Stated problem: Put the lines below into a Markdown table with two columns, Row and Line. Number each row and leave out any blank lines.

Excerpted data:
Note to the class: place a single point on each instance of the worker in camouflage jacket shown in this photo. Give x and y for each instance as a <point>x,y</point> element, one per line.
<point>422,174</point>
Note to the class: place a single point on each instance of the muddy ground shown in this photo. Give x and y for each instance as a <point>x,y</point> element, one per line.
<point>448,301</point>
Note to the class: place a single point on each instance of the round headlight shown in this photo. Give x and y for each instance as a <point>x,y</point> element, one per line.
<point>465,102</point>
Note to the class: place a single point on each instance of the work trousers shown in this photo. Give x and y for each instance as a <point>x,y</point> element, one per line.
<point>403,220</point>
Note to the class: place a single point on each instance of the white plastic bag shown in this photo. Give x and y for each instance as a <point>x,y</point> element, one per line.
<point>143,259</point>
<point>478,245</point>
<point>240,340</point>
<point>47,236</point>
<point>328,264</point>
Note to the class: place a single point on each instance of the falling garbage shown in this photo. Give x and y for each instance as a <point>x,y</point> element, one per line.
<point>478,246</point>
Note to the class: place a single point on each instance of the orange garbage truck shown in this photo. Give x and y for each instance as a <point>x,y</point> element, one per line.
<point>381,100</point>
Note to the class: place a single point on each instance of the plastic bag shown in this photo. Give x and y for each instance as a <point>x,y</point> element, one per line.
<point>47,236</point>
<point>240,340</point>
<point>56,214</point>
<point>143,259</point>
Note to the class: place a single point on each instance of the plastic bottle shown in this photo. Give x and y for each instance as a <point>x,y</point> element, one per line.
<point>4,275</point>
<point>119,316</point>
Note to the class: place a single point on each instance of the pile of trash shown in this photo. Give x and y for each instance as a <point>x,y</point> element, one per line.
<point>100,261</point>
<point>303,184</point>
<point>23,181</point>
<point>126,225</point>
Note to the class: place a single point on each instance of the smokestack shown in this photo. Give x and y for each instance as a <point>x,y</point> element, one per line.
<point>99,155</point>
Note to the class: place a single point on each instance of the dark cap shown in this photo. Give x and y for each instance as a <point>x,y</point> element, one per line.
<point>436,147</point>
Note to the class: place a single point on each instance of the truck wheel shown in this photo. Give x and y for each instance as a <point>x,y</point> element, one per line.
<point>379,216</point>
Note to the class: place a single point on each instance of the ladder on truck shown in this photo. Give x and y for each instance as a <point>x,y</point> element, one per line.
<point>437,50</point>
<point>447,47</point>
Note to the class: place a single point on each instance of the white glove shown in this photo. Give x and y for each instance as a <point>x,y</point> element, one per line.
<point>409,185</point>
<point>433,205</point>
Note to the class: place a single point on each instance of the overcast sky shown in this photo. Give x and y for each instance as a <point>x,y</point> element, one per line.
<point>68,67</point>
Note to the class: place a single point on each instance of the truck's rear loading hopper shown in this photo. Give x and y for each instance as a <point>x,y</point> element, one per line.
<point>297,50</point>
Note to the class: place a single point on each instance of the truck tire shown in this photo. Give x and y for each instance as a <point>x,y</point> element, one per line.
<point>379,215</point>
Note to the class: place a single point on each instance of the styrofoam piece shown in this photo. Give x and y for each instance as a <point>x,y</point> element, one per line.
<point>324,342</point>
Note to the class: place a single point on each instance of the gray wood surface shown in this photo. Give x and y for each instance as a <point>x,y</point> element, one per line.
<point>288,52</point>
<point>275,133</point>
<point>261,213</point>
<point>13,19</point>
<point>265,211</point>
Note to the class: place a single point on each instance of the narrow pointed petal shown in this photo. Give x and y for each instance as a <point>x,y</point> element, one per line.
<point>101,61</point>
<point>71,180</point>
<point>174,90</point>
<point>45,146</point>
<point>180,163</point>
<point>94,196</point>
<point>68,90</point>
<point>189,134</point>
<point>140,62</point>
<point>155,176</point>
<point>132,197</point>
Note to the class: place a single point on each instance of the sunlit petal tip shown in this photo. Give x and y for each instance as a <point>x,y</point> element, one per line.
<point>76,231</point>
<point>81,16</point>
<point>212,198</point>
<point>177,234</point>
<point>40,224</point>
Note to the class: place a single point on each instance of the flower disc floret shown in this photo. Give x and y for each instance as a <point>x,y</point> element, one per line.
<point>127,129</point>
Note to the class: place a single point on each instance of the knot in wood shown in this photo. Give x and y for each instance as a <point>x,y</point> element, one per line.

Correct answer:
| Row | Line |
|---|---|
| 1 | Note to the class: place a single point on each instance of the worker in camouflage jacket shown in this photo. Give x and y for each instance as a <point>x,y</point> element, one per line. |
| 2 | <point>422,174</point> |
| 3 | Note to the class: place a single point on each instance of the muddy ground shown in this photo. Give x and y for each instance as a <point>x,y</point> element, one per line. |
| 4 | <point>448,301</point> |
| 5 | Note to the class: place a single point on each instance of the round headlight shown in this photo. Give x and y for each instance as a <point>x,y</point> element, one per line. |
| 6 | <point>465,102</point> |
| 7 | Note to the class: place a single point on each instance of the work trousers shown in this photo. Give x and y for each instance as a <point>x,y</point> element, one per line. |
| 8 | <point>403,220</point> |
| 9 | Note to the class: place a single point on each instance of the white plastic bag shown in this photo. Give x and y for each instance as a <point>x,y</point> element, one per line. |
| 10 | <point>143,259</point> |
| 11 | <point>478,245</point> |
| 12 | <point>240,340</point> |
| 13 | <point>47,236</point> |
| 14 | <point>328,264</point> |
| 15 | Note to the class: place a single point on each instance of the falling garbage shown in this photo. Give x and y for each instance as a <point>x,y</point> element, one per line. |
| 16 | <point>478,246</point> |
| 17 | Note to the class: place a single point on each instance of the orange garbage truck shown in this photo. Give x and y for each instance as a <point>x,y</point> element, one per line. |
| 18 | <point>381,100</point> |
| 19 | Note to the class: place a single point on each instance of the plastic bag shown in this photo. Give x and y for each instance as a <point>x,y</point> element, one per line. |
| 20 | <point>47,236</point> |
| 21 | <point>240,340</point> |
| 22 | <point>56,214</point> |
| 23 | <point>143,259</point> |
| 24 | Note to the class: place a single point on each instance of the plastic bottle shown in this photo. Give x and y for each instance as a <point>x,y</point> element, one per line. |
| 25 | <point>4,275</point> |
| 26 | <point>119,316</point> |
| 27 | Note to the class: place a single point on each instance of the pile of trash shown in this photo. Give x and y for each instance as a <point>x,y</point> element, one per line. |
| 28 | <point>100,261</point> |
| 29 | <point>303,184</point> |
| 30 | <point>23,181</point> |
| 31 | <point>126,225</point> |
| 32 | Note to the class: place a single point on each instance of the smokestack shown in this photo. Give x and y for each instance as a <point>x,y</point> element, one per line. |
| 33 | <point>99,155</point> |
| 34 | Note to the class: place a single point on each instance of the dark cap shown in this photo. Give x and y for each instance as a <point>x,y</point> element, one per line. |
| 35 | <point>436,147</point> |
| 36 | Note to the class: place a single point on each instance of the truck wheel shown in this photo. Give x and y for each instance as a <point>x,y</point> element, one per line. |
| 37 | <point>379,216</point> |
| 38 | Note to the class: place a single point on each instance of the ladder on truck shown in this photo. Give x and y for each instance as a <point>x,y</point> element, one per line. |
| 39 | <point>437,50</point> |
| 40 | <point>447,47</point> |
| 41 | Note to the class: place a single point on each instance of the white glove shown in this photo. Give x and y for each instance as a <point>x,y</point> element, one per line. |
| 42 | <point>409,185</point> |
| 43 | <point>433,205</point> |
| 44 | Note to the class: place a single point on each instance of the overcast sky shown in this photo. Give x and y for each instance as a <point>x,y</point> element, one per line. |
| 45 | <point>68,67</point> |
| 46 | Note to the class: place a single point on each instance of the truck's rear loading hopper shown in this photo. Give x and y for each instance as a <point>x,y</point> element, one per line. |
| 47 | <point>297,50</point> |
| 48 | Note to the class: place a single point on each instance of the truck tire shown in this photo. Give x and y for each instance as a <point>x,y</point> element, one per line. |
| 49 | <point>379,215</point> |
| 50 | Note to the class: place a single point on each instance of the styrofoam piece shown in this photo. Give x and y for each instance as a <point>x,y</point> element, one per line. |
| 51 | <point>324,342</point> |
| 52 | Note to the class: place a single point on each instance of the gray wood surface shown in this photo. Give x and y for each instance as a <point>x,y</point> element, one per line. |
| 53 | <point>288,52</point> |
| 54 | <point>275,133</point> |
| 55 | <point>261,213</point> |
| 56 | <point>13,19</point> |
| 57 | <point>265,211</point> |
| 58 | Note to the class: place a single point on each instance of the narrow pointed petal shown in this photo. Give x and y for each instance as a <point>x,y</point> element, one per line. |
| 59 | <point>101,61</point> |
| 60 | <point>71,180</point> |
| 61 | <point>174,90</point> |
| 62 | <point>45,146</point> |
| 63 | <point>180,163</point> |
| 64 | <point>94,196</point> |
| 65 | <point>68,90</point> |
| 66 | <point>189,134</point> |
| 67 | <point>140,62</point> |
| 68 | <point>155,176</point> |
| 69 | <point>132,197</point> |
| 70 | Note to the class: place a single point on each instance of the sunlit petal tip shown in this photo. Give x and y for each instance as a <point>x,y</point> element, one per line. |
| 71 | <point>76,231</point> |
| 72 | <point>81,16</point> |
| 73 | <point>212,198</point> |
| 74 | <point>177,234</point> |
| 75 | <point>40,224</point> |
| 76 | Note to the class: place a single point on each instance of the flower disc floret shown in this photo. Give x and y for each instance as a <point>x,y</point> element, one per line. |
| 77 | <point>127,129</point> |
| 78 | Note to the class: place a single point on each instance of the knot in wood shown in this photo. Give x and y for each instance as a <point>x,y</point> element, one per line. |